SOURCE EXTRACT —

=-=-=-=-=

Jul 10, 2018 10:44 AM

Tuesday Tech Briefing: Alibaba Cloud, E-House, Xiaoi Robot


1. Alibaba Cloud Partners With Siemens to Power IoT in China

What: Alibaba Cloud, Alibaba Group’s cloud-computing arm, has partnered with Germany’s Siemens to explore Internet of Things projects to support “China’s manufacturing upgrade and transformation and other industrial internet initiatives.”

Why it’s Important: Alibaba Cloud has expanded rapidly since 2009 in the global market, where it competes with Amazon. Alibaba Cloud is now the world’s fourth-biggest cloud service provider, and is in talks with British telecommunications company BT Group Plc over a potential cloud partnership. (Source: Press release)


2. Chinese E-commerce Platform Secoo Raises $175 million

What: Secoo Holding Limited has raised $175 million through issuing convertible notes to e-commerce company and investment firm L Catterton's Asian division.

=-=-=-=-=

Outline items for labeled areas
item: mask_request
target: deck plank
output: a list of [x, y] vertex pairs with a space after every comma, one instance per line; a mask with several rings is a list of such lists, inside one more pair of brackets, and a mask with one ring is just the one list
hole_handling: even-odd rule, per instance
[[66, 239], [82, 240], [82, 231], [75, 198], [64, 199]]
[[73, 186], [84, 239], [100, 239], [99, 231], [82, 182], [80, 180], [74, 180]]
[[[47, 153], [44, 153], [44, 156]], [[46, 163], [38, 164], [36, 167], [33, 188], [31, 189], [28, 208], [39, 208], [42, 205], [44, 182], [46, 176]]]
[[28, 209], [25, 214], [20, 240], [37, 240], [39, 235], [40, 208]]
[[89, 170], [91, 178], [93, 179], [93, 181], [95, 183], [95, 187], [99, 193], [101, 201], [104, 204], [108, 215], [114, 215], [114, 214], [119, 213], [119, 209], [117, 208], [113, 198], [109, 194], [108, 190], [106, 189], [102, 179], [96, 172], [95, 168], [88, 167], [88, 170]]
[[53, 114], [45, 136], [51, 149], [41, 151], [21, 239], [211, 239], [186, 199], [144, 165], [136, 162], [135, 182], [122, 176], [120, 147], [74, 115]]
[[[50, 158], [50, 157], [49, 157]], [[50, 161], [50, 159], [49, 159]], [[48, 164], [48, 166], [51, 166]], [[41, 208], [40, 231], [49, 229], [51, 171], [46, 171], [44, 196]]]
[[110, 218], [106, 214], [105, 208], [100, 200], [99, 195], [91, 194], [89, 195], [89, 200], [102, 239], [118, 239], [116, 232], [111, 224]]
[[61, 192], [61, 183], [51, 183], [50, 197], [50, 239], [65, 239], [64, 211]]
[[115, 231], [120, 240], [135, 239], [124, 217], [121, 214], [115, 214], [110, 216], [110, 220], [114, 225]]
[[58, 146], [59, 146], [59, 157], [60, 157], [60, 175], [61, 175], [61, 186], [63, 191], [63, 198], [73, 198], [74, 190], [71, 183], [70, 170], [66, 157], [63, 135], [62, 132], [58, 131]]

=-=-=-=-=

CHALLENGES —
A – Do these statements agree with the tech briefing? (i) Alibaba Cloud is the world's fourth-biggest cloud service provider. (ii) Secoo raised $175 million through an initial public offering. (iii) Siemens is a British company. For each, please answer yes or no and quote the deciding words of the tech briefing.
B – Convert the rows in the stretch from the start of the rows through the line containing "235], [40, 208]]" into a two-column CSV with the columns task and value. Use one row for each request, put each field in quotation marks, and replace line breaks with spaces.

FULL ANSWERS —
A –
(i) Yes: "Alibaba Cloud is now the world’s fourth-biggest cloud service provider"
(ii) No: "has raised $175 million through issuing convertible notes"
(iii) No: "Germany’s Siemens"

B –
task,value
"item: mask_request target: deck plank output: a list of [x, y] vertex pairs with a space after every comma, one instance per line; a mask with several rings is a list of such lists, inside one more pair of brackets, and a mask with one ring is just the one list hole_handling: even-odd rule, per instance","[[66, 239], [82, 240], [82, 231], [75, 198], [64, 199]] [[73, 186], [84, 239], [100, 239], [99, 231], [82, 182], [80, 180], [74, 180]] [[[47, 153], [44, 153], [44, 156]], [[46, 163], [38, 164], [36, 167], [33, 188], [31, 189], [28, 208], [39, 208], [42, 205], [44, 182], [46, 176]]] [[28, 209], [25, 214], [20, 240], [37, 240], [39, 235], [40, 208]]"